(Beginning of Source extract)

Lecture 14- Visual Cortex 2 (TV) Flashcards
List 3 neuroanatomical tracing techniques
1) Radioactive amino acids-Inject into one eye and determine labeling in cortex of ocular DOMINANCE columns 2) 2-Deoxyglucose (2DG)-ONLY TAKEN UP BY ACTIVE CELLS - Injecting glucose analogue (C14 is radioactive - allows us to identify cells that are active) taken up after visual stimulation BUT only by the cells in which the ORIENTATION it was showed in *Layer 4C is labelled because the cells are not orientation selective - infragranular layers 5 and 6 have orientation columns 3) Cytochrome oxidase levels - Mitochondrial enzyme (High basal metabolic rate - layer 4 and blobs). Cells that are more active have more cytochrome oxidase. This can be shown using radioactive proline injections.
Which layer is not orientation selective?
Layer 4C
Cytochrome oxidase staining in macaque V1 shows? V2 shows?
V1 - Blobs V2 - Stripes (thick and thin stripes) Cells more active seem to be more clustered compared to the rest
Where does cytochrome oxidase blobs coincide with in regards to ocular dominance columns?
The centre of the columns *You rarely find them at the border of two columns
How may one attempt to see the relationship between ocular dominance and orientation columns?(addresses 3rd dot point of learning objectives)

(End of Source extract)

* [Exercise 1] In the visual cortex flashcards, where do cytochrome oxidase blobs coincide with the ocular dominance columns?
* [Exercise 2]
Decide whether each statement agrees with the visual cortex flashcards. Answer yes or no and quote the words that settle it.
(a) Radioactive amino acids are injected into one eye to show ocular dominance columns in the cortex.
(b) Cytochrome oxidase staining in macaque V2 shows blobs.
(c) 2-Deoxyglucose is taken up by all cells, whether or not they are active.
* [Exercise 3] According to the visual cortex flashcards, why is layer 4C labelled in the 2-deoxyglucose technique?

(Beginning of Raw data)

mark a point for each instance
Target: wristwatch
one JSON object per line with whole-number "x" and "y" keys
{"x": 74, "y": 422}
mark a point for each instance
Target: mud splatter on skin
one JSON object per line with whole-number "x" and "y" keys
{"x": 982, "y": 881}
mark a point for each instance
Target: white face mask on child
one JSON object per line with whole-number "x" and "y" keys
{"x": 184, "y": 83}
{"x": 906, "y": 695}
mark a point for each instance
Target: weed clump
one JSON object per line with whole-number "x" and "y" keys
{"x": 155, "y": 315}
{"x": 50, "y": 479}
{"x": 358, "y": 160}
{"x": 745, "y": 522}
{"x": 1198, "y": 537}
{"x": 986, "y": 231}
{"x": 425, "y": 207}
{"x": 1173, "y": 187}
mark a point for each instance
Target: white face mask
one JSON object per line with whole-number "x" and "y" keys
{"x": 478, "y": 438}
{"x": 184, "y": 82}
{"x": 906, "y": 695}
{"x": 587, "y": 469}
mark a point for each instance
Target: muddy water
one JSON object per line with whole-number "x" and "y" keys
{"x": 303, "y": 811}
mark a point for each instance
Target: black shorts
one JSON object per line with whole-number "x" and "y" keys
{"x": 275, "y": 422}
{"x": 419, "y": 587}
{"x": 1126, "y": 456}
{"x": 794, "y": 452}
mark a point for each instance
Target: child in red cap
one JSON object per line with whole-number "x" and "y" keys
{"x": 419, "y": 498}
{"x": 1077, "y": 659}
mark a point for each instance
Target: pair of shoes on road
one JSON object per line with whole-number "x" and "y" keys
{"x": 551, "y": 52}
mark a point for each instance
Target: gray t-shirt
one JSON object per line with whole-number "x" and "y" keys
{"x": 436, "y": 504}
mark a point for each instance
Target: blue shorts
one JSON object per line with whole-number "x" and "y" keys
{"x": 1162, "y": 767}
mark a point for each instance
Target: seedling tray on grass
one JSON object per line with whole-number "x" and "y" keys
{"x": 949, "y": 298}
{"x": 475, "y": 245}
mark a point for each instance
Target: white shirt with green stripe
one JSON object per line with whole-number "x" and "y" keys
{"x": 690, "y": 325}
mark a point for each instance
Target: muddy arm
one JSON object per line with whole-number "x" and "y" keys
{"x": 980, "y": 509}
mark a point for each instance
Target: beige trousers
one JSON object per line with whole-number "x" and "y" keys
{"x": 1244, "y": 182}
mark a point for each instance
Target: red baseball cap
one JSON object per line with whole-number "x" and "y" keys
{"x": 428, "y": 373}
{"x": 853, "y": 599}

(End of Raw data)

* [Written solution 1] At the center of the columns. They are rarely found at the border of two columns.

* [Written solution 2]
(a) Yes: "Inject into one eye and determine labeling in cortex of ocular DOMINANCE columns"
(b) No: "V2 - Stripes (thick and thin stripes)"
(c) No: "ONLY TAKEN UP BY ACTIVE CELLS"

* [Written solution 3] After visual stimulation, 2-deoxyglucose is taken up only by the cells that respond to the orientation shown. Layer 4C is labelled anyway because its cells are not orientation selective. The orientation columns are in the infragranular layers 5 and 6.